Leetcode5最长回文子串

5最长回文子串

给定一个字符串 s，找到 s 中最长的回文子串。你可以假设 s 的最大长度为 1000。

示例 1：

输入: "babad"
输出: "bab"
注意: "aba" 也是一个有效答案。

示例 2：

输入: "cbbd"
输出: "bb"

来源：力扣（LeetCode） 链接：https://leetcode-cn.com/problems/longest-palindromic-substring 著作权归领扣网络所有。商业转载请联系官方授权，非商业转载请注明出处。

Solution 1

中心扩展算法
思路：根据回文字符串的对称性求解
时间复杂度：O(n2)
执行用时：16 ms
内存消耗：5.5 MB

void expandOdd(char *s, int s_len, int mid, int *l, int *r);
void expandEven(char *s, int s_len, int mid, int *l, int *r);

char *longestPalindrome(char *s)
{
    int start = 0, end = 0, mid = 0, left = 0, right = 0;
    int s_len = strlen(s);
    for (mid = 0; mid < s_len; mid++)
    {
        expandOdd(s, s_len, mid, &left, &right);
        if (right - left > end - start)
        {
            start = left;
            end = right;
        }
        expandEven(s, s_len, mid, &left, &right);
        if (right - left > end - start)

:: 数据行 ::
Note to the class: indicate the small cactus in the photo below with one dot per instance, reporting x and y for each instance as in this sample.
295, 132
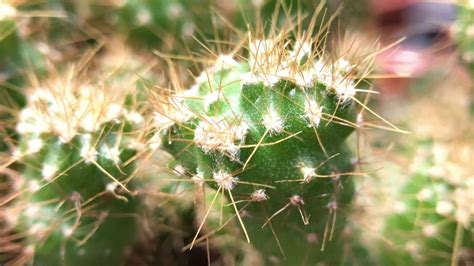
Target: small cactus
269, 130
77, 151
432, 219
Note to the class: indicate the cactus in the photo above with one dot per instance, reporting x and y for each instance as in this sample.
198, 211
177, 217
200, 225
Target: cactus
270, 131
431, 222
77, 148
464, 32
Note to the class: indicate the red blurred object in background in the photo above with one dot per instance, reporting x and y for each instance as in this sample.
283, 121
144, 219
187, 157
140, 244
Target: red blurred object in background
422, 26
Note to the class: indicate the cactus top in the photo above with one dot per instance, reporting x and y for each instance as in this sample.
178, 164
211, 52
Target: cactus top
286, 107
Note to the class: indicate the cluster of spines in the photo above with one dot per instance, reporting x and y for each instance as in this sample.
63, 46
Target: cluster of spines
76, 153
270, 130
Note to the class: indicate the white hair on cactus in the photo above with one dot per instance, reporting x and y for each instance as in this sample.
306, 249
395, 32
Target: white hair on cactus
65, 109
225, 180
88, 152
211, 98
220, 135
259, 195
34, 145
308, 173
111, 153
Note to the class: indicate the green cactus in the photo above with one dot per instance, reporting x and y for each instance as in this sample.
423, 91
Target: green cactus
77, 148
464, 32
271, 130
428, 219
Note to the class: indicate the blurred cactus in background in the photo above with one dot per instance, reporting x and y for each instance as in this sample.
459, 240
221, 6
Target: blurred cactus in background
464, 32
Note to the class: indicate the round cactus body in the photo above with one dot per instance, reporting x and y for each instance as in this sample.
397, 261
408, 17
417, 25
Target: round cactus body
464, 31
76, 204
432, 220
271, 131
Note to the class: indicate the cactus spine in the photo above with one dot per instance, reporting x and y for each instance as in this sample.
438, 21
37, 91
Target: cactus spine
77, 151
269, 131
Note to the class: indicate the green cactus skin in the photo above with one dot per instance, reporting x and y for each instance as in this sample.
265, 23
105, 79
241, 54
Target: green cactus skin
246, 129
464, 31
432, 219
77, 146
17, 55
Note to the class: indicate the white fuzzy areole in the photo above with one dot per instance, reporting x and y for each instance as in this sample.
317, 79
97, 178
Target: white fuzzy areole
214, 135
308, 173
225, 180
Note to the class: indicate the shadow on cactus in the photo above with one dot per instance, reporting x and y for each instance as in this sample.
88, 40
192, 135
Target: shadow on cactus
266, 126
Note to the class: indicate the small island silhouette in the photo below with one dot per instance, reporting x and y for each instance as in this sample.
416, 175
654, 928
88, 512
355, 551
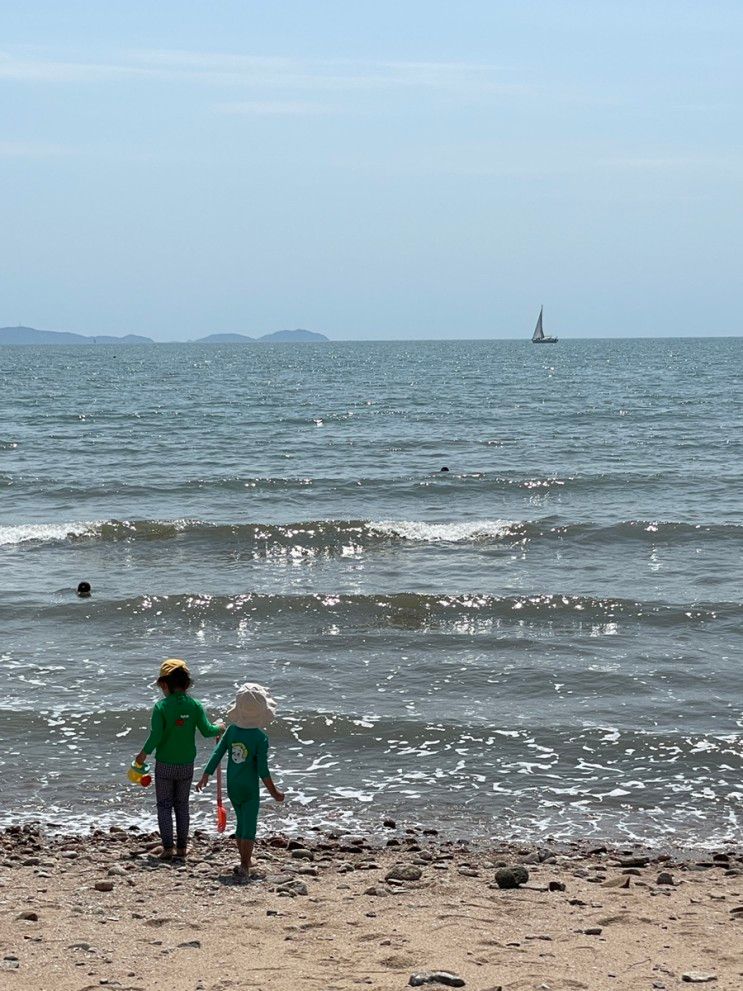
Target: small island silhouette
32, 336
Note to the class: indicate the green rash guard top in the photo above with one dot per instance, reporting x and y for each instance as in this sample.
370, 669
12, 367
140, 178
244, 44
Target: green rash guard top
175, 720
247, 762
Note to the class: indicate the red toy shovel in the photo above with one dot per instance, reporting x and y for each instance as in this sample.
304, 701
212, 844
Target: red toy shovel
221, 810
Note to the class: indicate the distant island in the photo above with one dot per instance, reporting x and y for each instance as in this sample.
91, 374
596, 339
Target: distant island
31, 336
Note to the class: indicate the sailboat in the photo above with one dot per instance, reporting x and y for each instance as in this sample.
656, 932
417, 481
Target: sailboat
539, 337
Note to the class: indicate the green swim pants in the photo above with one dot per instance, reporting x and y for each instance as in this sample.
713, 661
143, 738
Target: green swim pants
246, 812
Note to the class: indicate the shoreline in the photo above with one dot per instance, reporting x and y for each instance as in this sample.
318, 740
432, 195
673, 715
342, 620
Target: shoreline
329, 913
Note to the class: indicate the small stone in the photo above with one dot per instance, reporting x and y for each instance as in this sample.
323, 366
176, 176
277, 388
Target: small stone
404, 872
445, 977
511, 877
634, 861
378, 891
292, 888
617, 882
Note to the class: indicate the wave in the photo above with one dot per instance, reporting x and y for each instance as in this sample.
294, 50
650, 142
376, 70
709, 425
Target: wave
411, 484
309, 536
313, 537
404, 610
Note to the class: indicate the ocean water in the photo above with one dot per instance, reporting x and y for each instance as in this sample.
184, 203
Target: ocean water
545, 640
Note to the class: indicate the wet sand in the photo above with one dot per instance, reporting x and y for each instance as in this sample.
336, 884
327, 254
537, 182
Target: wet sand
326, 915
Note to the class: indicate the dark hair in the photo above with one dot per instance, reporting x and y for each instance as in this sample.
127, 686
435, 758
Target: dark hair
178, 681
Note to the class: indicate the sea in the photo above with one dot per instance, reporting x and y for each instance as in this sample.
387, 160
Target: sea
544, 641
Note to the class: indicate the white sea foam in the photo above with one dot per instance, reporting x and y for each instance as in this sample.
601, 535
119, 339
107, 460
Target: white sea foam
454, 533
44, 532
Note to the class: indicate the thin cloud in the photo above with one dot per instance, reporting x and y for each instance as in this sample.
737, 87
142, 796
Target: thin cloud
272, 108
33, 149
218, 69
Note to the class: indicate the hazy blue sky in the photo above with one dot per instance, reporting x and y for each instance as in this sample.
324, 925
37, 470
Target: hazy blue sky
371, 169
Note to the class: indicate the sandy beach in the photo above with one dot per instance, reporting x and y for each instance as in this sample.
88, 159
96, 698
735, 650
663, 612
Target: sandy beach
79, 913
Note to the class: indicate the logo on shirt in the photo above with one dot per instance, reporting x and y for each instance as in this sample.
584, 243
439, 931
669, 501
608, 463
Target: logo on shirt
240, 753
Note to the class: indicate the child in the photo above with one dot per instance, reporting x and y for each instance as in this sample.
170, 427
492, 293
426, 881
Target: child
252, 710
172, 739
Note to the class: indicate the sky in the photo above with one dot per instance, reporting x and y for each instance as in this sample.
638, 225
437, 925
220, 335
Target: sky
372, 170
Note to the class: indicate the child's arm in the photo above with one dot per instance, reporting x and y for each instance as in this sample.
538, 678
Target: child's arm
211, 767
204, 726
265, 774
272, 789
157, 728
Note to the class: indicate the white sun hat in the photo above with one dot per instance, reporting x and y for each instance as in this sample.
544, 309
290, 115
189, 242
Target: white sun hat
253, 707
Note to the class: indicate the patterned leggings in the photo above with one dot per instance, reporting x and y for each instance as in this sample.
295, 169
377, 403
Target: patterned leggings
172, 788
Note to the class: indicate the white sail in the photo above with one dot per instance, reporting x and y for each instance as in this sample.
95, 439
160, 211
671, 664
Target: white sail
538, 332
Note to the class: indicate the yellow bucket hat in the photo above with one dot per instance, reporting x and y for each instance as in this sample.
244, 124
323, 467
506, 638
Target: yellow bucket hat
172, 664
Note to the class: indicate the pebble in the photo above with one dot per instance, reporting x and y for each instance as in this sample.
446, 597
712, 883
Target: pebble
445, 977
404, 872
511, 877
634, 861
292, 888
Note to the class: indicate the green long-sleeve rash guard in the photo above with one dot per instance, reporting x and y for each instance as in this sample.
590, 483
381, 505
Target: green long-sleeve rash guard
175, 720
247, 762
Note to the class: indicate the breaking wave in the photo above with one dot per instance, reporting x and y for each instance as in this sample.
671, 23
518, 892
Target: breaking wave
342, 536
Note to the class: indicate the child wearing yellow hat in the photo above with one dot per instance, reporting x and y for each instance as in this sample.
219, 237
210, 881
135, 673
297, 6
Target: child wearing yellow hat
175, 719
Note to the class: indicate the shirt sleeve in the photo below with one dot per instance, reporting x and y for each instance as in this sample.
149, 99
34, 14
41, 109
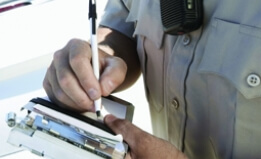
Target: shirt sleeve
114, 17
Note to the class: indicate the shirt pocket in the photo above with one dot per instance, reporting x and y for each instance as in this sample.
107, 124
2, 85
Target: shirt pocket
233, 51
149, 34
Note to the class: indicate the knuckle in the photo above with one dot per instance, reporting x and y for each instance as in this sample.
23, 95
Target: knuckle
64, 80
57, 55
73, 41
75, 59
59, 95
84, 103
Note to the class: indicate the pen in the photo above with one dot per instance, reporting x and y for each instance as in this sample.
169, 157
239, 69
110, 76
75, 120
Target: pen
7, 8
95, 56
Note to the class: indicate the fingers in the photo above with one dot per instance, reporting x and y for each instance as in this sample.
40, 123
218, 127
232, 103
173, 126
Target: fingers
70, 80
113, 74
130, 132
79, 58
69, 84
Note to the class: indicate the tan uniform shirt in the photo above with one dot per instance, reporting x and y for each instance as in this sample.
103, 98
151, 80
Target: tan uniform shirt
204, 87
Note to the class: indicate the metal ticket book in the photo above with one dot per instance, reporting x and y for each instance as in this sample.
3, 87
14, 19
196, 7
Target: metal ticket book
53, 132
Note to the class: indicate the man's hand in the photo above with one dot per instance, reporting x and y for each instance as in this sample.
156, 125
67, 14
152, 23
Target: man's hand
70, 80
143, 145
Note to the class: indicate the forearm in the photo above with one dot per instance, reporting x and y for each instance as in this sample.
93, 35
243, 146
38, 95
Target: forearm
116, 44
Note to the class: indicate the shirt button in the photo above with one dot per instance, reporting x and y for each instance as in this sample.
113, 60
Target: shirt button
186, 40
253, 80
175, 103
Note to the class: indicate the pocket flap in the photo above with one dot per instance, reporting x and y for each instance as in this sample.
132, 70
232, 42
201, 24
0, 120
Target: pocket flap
146, 15
234, 52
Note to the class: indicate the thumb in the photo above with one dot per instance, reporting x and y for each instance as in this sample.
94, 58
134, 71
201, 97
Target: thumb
123, 127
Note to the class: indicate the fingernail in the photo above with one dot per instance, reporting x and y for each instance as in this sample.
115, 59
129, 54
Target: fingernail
93, 93
110, 118
109, 87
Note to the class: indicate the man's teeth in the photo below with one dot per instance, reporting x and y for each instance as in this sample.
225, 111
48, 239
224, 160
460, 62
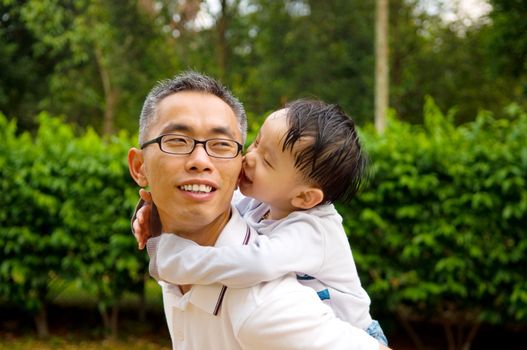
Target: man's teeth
196, 188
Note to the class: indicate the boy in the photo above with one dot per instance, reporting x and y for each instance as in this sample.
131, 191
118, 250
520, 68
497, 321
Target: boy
305, 157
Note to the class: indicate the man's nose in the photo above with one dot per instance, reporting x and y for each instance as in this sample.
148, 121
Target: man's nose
248, 159
199, 159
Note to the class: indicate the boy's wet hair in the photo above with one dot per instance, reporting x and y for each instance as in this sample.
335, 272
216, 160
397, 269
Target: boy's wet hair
333, 159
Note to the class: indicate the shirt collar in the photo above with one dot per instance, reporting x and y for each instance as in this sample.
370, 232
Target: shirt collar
210, 297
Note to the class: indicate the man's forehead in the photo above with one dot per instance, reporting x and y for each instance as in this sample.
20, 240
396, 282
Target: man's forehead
195, 112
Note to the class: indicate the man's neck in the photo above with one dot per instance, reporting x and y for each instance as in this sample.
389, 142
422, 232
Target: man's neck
208, 235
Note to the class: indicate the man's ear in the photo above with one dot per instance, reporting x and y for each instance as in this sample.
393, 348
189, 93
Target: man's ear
308, 198
136, 166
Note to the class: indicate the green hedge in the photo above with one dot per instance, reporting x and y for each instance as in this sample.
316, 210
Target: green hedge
439, 232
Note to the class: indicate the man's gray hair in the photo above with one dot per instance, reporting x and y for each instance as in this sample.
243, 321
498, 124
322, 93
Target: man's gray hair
188, 81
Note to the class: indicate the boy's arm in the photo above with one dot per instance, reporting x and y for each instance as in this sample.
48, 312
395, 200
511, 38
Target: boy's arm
298, 320
295, 247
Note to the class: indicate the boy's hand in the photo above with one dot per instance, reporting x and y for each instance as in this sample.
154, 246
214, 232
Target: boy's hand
145, 220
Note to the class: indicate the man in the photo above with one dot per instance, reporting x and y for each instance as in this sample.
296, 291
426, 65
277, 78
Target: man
191, 135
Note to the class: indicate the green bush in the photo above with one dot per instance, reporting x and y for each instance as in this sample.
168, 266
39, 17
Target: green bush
440, 231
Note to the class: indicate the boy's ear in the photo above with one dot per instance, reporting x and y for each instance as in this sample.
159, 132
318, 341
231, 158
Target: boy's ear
308, 198
136, 166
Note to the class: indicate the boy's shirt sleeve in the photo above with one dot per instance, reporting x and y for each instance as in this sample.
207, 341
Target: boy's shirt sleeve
293, 247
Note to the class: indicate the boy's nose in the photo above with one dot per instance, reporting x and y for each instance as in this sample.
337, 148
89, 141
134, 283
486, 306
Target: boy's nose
248, 159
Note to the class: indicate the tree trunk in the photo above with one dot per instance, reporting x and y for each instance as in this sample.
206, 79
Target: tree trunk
222, 41
41, 322
115, 321
381, 64
142, 300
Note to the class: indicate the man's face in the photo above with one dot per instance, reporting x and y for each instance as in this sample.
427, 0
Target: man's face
182, 209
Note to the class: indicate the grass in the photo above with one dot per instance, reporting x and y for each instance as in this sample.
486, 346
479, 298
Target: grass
74, 343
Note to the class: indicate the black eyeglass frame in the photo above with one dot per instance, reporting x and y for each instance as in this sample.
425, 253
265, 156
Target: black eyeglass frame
195, 142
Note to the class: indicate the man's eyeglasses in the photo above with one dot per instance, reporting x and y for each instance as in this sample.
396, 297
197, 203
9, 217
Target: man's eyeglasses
181, 144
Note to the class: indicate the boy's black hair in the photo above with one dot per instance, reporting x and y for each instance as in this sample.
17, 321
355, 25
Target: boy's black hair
333, 159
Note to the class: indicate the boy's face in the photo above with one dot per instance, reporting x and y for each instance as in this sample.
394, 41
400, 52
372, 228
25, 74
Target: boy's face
268, 172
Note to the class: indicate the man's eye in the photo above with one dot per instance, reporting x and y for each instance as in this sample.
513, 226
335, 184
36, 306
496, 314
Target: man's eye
174, 140
221, 144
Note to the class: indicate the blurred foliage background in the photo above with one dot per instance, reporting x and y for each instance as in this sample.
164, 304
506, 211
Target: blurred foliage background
439, 234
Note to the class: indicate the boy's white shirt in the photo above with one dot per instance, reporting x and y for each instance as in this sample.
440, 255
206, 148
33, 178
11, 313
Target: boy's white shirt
311, 242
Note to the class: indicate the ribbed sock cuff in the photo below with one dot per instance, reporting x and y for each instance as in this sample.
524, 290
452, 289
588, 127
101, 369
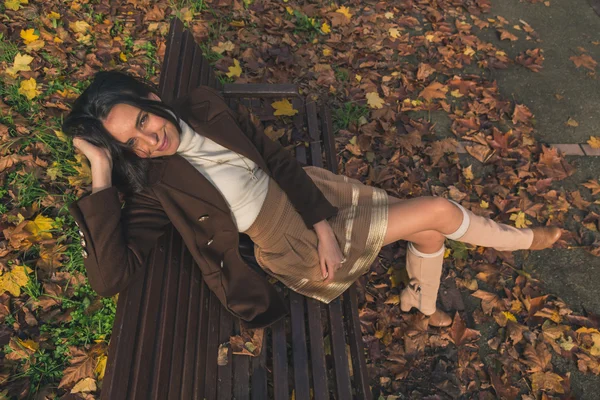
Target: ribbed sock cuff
462, 229
411, 248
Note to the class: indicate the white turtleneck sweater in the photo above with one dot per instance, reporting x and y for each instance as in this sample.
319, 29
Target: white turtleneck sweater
244, 195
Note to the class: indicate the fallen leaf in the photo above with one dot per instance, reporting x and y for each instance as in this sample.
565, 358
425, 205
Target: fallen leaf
594, 142
460, 334
435, 90
585, 61
284, 107
235, 70
374, 101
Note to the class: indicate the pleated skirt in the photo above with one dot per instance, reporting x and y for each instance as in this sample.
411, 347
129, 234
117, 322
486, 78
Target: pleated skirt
287, 250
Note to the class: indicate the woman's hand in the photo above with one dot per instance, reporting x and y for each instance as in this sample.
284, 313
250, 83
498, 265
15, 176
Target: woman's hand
100, 163
96, 155
330, 254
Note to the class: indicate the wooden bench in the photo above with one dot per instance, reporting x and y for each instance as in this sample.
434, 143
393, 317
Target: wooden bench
169, 314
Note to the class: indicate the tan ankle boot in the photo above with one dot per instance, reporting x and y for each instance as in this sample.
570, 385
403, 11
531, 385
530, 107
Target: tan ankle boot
424, 271
481, 231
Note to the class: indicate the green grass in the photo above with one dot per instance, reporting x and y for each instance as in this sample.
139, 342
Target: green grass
349, 113
8, 50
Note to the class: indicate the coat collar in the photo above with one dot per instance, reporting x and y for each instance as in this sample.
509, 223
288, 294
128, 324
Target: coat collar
209, 116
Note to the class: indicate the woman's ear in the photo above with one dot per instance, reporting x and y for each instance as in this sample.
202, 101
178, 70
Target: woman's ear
153, 97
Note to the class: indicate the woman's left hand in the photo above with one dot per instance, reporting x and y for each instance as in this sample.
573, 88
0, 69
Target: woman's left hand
331, 257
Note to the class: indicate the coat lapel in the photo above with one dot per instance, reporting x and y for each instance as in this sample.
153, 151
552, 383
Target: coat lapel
215, 122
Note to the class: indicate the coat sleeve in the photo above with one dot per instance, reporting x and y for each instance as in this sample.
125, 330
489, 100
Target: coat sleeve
117, 241
302, 192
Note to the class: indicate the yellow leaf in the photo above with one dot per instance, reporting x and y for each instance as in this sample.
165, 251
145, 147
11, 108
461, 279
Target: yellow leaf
28, 88
29, 35
29, 344
79, 26
35, 45
284, 107
468, 173
345, 11
572, 122
236, 70
20, 63
40, 227
12, 4
374, 101
187, 15
85, 385
509, 316
520, 220
223, 47
594, 142
394, 32
14, 280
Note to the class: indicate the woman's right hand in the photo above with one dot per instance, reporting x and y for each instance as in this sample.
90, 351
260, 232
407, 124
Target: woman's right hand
96, 155
100, 163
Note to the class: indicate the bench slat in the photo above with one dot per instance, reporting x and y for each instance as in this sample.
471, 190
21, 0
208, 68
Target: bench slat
338, 350
225, 371
280, 363
182, 319
212, 346
317, 350
299, 350
192, 330
357, 348
259, 372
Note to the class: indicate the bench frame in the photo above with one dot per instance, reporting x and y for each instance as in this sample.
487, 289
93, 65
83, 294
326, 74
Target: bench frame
168, 325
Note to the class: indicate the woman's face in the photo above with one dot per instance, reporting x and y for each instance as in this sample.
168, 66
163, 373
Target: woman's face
147, 134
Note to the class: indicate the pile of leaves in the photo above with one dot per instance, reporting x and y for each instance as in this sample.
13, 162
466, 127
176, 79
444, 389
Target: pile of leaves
385, 69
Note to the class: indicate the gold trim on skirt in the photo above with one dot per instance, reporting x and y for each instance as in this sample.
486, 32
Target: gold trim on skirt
287, 250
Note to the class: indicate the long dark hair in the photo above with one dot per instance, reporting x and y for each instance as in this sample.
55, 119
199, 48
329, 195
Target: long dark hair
108, 89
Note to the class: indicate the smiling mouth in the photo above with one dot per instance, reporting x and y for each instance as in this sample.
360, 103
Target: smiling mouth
164, 144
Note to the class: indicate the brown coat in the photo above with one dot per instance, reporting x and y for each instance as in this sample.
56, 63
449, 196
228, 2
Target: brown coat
117, 241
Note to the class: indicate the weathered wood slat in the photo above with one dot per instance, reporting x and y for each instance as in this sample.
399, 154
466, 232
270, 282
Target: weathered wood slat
212, 346
299, 350
280, 362
338, 350
224, 380
259, 372
193, 329
317, 350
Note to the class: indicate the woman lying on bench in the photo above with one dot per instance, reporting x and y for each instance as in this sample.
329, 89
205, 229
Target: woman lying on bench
197, 164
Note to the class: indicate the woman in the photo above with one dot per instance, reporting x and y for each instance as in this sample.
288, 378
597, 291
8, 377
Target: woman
198, 165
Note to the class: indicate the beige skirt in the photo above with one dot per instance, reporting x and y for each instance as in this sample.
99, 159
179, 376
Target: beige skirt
287, 250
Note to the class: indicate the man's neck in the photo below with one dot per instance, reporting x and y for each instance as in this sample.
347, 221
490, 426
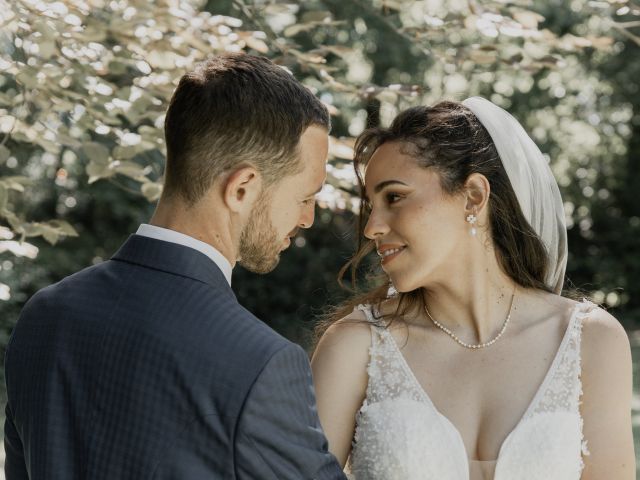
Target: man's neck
194, 221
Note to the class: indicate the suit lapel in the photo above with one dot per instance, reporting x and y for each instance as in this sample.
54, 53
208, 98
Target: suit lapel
172, 258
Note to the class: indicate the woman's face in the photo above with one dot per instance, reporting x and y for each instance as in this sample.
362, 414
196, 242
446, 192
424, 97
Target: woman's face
420, 231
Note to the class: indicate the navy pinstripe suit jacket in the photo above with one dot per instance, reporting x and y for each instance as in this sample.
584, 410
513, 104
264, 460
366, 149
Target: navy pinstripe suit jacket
146, 367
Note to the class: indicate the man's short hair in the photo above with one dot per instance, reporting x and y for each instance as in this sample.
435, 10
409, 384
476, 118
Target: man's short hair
234, 110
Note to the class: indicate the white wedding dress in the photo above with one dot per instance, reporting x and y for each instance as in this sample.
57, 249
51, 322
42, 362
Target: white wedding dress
400, 435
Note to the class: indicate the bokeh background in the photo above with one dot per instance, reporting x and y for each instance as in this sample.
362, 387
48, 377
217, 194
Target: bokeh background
84, 85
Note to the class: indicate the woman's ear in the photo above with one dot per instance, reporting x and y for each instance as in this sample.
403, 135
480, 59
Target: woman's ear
241, 189
477, 191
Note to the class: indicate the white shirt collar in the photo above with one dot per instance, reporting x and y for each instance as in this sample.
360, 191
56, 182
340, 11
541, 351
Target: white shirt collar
172, 236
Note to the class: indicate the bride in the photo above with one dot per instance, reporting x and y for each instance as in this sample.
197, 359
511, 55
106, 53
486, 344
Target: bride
476, 368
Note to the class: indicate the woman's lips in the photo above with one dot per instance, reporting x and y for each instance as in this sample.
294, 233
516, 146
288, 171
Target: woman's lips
389, 254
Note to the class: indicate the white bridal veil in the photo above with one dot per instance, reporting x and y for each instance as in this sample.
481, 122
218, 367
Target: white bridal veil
532, 181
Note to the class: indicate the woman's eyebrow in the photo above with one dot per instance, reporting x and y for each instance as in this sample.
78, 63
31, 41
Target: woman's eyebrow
386, 183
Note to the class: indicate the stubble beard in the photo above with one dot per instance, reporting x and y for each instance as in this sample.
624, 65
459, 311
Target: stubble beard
259, 243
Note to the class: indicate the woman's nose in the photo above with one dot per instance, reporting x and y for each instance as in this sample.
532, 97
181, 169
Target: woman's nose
375, 226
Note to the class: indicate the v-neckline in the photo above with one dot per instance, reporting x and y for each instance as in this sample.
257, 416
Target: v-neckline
530, 407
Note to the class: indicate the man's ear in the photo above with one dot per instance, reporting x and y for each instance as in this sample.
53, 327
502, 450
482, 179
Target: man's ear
242, 188
477, 191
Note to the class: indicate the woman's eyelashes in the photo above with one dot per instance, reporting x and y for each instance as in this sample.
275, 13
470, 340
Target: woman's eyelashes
393, 197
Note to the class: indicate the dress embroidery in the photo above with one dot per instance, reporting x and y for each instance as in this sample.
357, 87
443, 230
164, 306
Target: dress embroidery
400, 435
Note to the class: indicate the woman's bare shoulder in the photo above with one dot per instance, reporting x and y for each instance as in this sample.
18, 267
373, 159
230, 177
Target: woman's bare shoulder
603, 338
349, 335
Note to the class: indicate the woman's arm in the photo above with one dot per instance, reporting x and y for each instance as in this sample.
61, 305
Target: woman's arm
606, 401
339, 366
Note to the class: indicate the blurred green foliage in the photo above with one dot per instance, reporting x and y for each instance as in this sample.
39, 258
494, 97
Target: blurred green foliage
84, 85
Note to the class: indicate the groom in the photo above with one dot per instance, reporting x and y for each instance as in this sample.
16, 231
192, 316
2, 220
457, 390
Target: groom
146, 366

:: 你的任务 ::
请逐字引用最长回文子串那篇原文中从“void expandOdd(char *s, int”到“< s_len; mid++)”的这一段。

:: 完成范例 ::
void expandOdd(char *s, int s_len, int mid, int *l, int *r);
void expandEven(char *s, int s_len, int mid, int *l, int *r);

char *longestPalindrome(char *s)
{
    int start = 0, end = 0, mid = 0, left = 0, right = 0;
    int s_len = strlen(s);
    for (mid = 0; mid < s_len; mid++)